Set out every line of the rows below as a Markdown table with two columns, No. and Line text, numbering the lines in order and skipping blank ones. Leave the pictures out of the table.
## begin
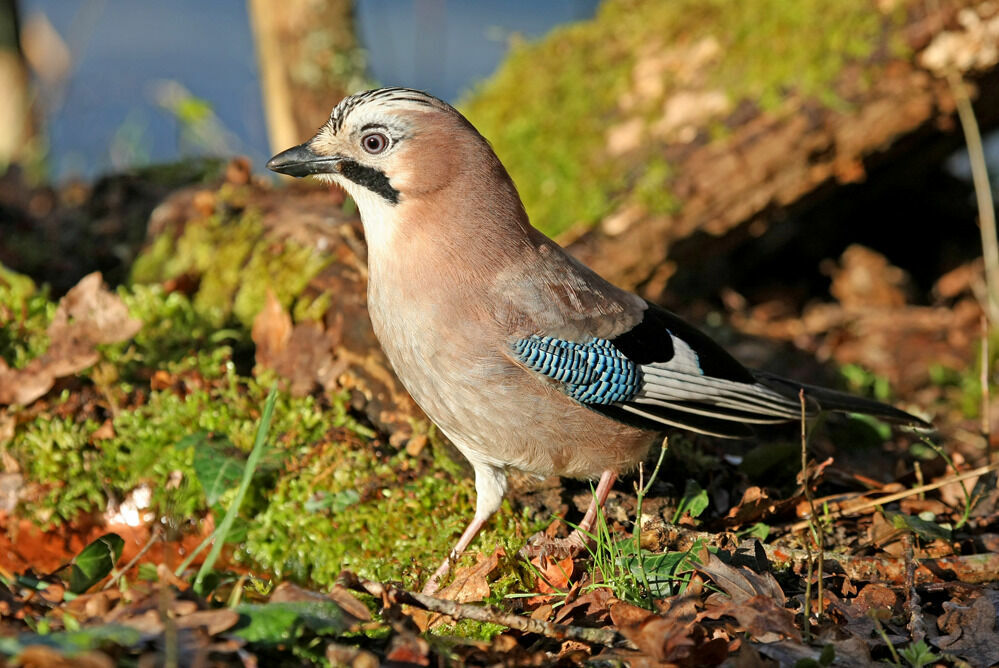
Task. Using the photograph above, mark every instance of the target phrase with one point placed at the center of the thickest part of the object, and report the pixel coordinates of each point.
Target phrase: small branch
(880, 501)
(983, 193)
(484, 613)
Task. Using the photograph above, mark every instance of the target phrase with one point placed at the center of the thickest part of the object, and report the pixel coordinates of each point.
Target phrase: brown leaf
(302, 353)
(271, 331)
(39, 656)
(345, 655)
(556, 575)
(593, 606)
(471, 582)
(287, 591)
(971, 630)
(213, 621)
(661, 638)
(408, 649)
(87, 316)
(760, 616)
(875, 596)
(741, 584)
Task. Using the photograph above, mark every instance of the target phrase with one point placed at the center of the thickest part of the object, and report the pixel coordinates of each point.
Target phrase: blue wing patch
(592, 372)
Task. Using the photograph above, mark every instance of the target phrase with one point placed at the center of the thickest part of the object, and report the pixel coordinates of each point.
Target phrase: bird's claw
## end
§ **FULL OUTPUT**:
| No. | Line text |
|---|---|
| 1 | Task. Using the photograph above, mark every instance of the target phrase with one point placed at the center of the thickest part of the object, and report the pixel coordinates of each point. |
| 2 | Target phrase: small branch |
| 3 | (880, 501) |
| 4 | (983, 193) |
| 5 | (484, 613) |
| 6 | Task. Using the photograph above, mark every instance of the target phrase with one point placed at the center of the thickest part of the object, and report the pixel coordinates of each point. |
| 7 | Target phrase: brown leaf |
| 8 | (302, 353) |
| 9 | (271, 331) |
| 10 | (39, 656) |
| 11 | (345, 655) |
| 12 | (556, 575) |
| 13 | (593, 606) |
| 14 | (471, 582) |
| 15 | (287, 591) |
| 16 | (971, 630) |
| 17 | (213, 621) |
| 18 | (661, 638) |
| 19 | (408, 649) |
| 20 | (87, 316) |
| 21 | (760, 616) |
| 22 | (875, 596) |
| 23 | (741, 584) |
| 24 | Task. Using the photograph above, mark every instance of the target phrase with one point placed at the center of the thickest part of the object, and report the pixel coordinates of each point. |
| 25 | Target phrase: blue wing patch |
| 26 | (592, 372) |
| 27 | Task. Using the photograph above, mark every instance of the target phrase with one point placed at the center of the thickest part of the object, and report the pixel coordinates of each point. |
| 28 | Target phrase: bird's claw |